■ **EXTRAIT DE PAGE**:
L'ampleur de la mise en œuvre
Chaque Etat membre a mis en place des help desk afin de soutenir et d'informer les entreprises sur la mise en place du règlement européen. Tout l'enjeu est de faire prendre conscience aux entreprises qu'elles sont concernées par ce nouveau règlement. Car si Reach s'applique aux substances chimiques au sens strict, il concerne également toute matière, préparation ou article contenant des substances chimiques. Fabricants de peintures, colorants, meubles ou voitures sont donc concernés, même si la prise de conscience n'est pas toujours là : Reach s'adresse à toute une gamme d'industries, au-delà de la seule chimie. Si les grands groupes industriels sont préparés à son entrée en application, la difficulté est d'atteindre les PME. Des sondages réalisés en Angleterre ont montré que celles-ci ne se sentent pas concernées, explique Emmanuel Moreau, chef du bureau des substances et préparations chimiques du MEDDAAT. Notre message actuel est : tous concernés ! A partir du 1er juin 2008, tant au niveau communautaire que national, la communication autour du règlement sera plus musclée.
Toute substance n'ayant pas fait l'objet d'un pré enregistrement avant le 1er décembre 2008 ne pourra plus être fabriquée ou mise sur le marché européen jusqu'à son enregistrement.
Après la phase de pré enregistrement, les substances devront être enregistrées auprès de l'ECHA avant le 1er décembre 2010 pour les substances produites ou importées dans une quantité supérieure ou égale à 1000 tonnes par an, avant le 1er juin 2013 pour les substances produites et importées dans une quantité inférieure ou égale à 100 tonnes et avant le 1er juin 2018 pour les produits fabriqués ou importés dans une quantité supérieure ou égale à une tonne.

[Enregistrements conservés]
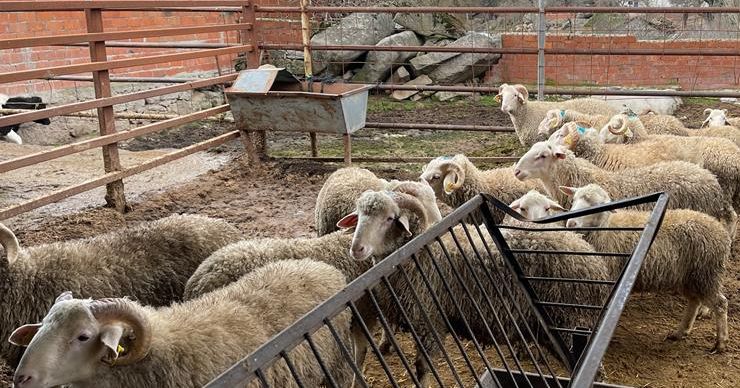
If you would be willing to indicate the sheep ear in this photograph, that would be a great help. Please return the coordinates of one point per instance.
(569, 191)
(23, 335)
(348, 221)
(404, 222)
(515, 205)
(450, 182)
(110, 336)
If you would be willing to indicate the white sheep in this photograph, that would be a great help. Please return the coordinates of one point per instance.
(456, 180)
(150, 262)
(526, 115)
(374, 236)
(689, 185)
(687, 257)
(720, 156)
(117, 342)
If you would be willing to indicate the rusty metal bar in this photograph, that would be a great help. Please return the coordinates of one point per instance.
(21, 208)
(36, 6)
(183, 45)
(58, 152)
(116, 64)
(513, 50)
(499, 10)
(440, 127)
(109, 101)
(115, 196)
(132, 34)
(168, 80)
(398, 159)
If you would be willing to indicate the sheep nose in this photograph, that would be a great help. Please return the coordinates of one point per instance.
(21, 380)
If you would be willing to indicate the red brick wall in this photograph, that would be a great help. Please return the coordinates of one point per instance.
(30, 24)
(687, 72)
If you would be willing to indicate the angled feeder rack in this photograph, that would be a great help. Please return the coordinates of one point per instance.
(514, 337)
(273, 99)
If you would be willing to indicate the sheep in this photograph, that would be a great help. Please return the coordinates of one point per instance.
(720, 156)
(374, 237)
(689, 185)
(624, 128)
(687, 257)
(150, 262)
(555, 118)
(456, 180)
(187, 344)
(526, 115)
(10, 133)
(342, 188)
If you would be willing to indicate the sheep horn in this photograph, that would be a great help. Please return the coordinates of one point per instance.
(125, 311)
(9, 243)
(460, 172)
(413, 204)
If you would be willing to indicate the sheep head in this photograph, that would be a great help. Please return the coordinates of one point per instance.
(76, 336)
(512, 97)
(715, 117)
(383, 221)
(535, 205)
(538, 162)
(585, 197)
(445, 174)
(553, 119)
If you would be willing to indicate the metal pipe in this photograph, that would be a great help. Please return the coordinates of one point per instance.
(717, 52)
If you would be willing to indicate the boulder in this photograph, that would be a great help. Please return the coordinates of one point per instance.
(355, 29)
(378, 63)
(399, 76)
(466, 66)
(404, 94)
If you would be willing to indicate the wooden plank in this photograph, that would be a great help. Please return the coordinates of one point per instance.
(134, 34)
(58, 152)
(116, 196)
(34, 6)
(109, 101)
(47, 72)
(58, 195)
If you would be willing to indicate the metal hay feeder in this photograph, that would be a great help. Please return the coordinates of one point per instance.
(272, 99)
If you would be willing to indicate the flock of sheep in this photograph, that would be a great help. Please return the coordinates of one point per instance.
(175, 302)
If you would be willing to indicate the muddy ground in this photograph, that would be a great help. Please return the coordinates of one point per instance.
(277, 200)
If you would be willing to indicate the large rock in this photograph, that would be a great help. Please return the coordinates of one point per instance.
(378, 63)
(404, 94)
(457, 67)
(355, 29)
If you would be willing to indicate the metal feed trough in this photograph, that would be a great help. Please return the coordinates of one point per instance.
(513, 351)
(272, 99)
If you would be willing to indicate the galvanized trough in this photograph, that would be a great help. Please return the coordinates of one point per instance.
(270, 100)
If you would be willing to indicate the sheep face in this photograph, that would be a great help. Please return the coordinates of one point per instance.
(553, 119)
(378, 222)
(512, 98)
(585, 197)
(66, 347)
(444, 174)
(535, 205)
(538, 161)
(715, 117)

==

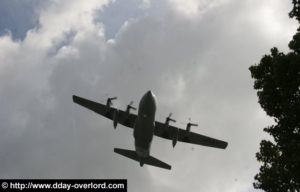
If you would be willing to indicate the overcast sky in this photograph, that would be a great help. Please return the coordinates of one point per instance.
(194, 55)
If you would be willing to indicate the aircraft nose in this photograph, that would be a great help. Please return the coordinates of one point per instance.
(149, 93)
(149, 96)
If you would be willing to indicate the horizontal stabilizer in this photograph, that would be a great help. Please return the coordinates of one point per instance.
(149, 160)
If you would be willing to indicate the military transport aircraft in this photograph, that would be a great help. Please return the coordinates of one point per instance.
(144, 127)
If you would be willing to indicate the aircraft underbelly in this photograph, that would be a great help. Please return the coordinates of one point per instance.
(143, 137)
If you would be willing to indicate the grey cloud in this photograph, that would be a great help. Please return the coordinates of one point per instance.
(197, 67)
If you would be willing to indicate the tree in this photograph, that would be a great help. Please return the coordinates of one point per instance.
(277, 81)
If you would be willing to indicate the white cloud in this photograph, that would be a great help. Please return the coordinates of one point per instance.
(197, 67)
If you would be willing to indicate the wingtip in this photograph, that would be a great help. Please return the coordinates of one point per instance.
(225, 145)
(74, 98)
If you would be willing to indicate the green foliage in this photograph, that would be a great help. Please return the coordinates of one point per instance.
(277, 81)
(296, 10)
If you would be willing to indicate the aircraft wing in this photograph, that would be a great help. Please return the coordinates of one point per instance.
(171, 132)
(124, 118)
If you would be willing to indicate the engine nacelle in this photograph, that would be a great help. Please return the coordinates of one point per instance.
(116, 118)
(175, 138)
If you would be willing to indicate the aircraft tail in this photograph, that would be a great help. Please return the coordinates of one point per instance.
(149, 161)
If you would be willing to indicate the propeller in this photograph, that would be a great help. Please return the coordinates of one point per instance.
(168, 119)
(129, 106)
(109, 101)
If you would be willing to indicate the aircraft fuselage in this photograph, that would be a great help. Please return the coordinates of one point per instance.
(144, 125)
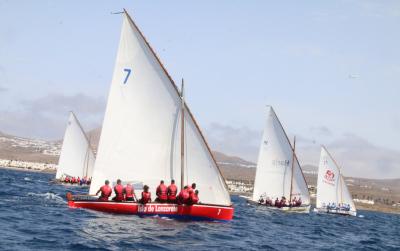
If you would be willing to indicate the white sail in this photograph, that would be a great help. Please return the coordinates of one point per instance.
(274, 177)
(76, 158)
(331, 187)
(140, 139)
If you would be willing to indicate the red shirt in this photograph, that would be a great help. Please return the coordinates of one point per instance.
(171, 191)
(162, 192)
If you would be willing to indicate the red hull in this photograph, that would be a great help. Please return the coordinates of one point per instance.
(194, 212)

■ **EXPLORATION DU DOCUMENT**:
(a) Recopiez, dans le texte sur le règlement Reach, le passage qui commence par « Toute substance n'ayant » et se termine par « jusqu'à son enregistrement. ».
(b) Poursuivez la rédaction du texte sur le règlement Reach à partir de sa dernière phrase.

■ **CORRIGÉS DES EXERCICES**:
(a)
Toute substance n'ayant pas fait l'objet d'un pré enregistrement avant le 1er décembre 2008 ne pourra plus être fabriquée ou mise sur le marché européen jusqu'à son enregistrement.

(b)
Pour ce faire, les industriels vont devoir procéder à l'évaluation des substances chimiques, à des tests et concevoir des scenarii d'exposition, explique Emmanuel Moreau. Une étape extrêmement contraignante pour les entreprises et mobilisateurs de ressources : c'est pourquoi le règlement a rendu possible la mutualisation des moyens. Les entreprises ayant enregistrés la même substance pourront mettre en partage leurs données et réaliser des études communes, ce qui devrait mener à une réduction des coûts et des tests, notamment sur les animaux. Une nouvelle forme de communication inter entreprises devra donc se développer, ce qui n'est pas sans poser le problème de la confidentialité…
Des milliers de tests devront être réalisés lors de la période d'enregistrement des substances chimiques, ce qui nécessite également une grande mobilisation d'experts en toxicologie. La demande en toxicologues, écotoxicologues va être très forte. On peut avoir une crainte quant au nombre d'experts disponibles, note Emmanuel Moreau. Des formations ont été mises en place afin de pouvoir répondre à la demande croissante.
Une opportunité pour l'industrie ?
Si la mise en application de Reach s'avère très contraignante pour les entreprises, celle-ci peut être également source d'opportunités. Les milliers de tests réalisés d'ici 2018 aboutiront à une meilleure connaissance des produits chimiques et des risques. Les substances les plus préoccupantes seront soumises à autorisation, ce qui aboutira à terme à une substitution vers des substances moins nuisibles. Reach devrait donc à terme assainir le marché des produits chimiques et encourager l'innovation, notamment dans le domaine de la chimie verte.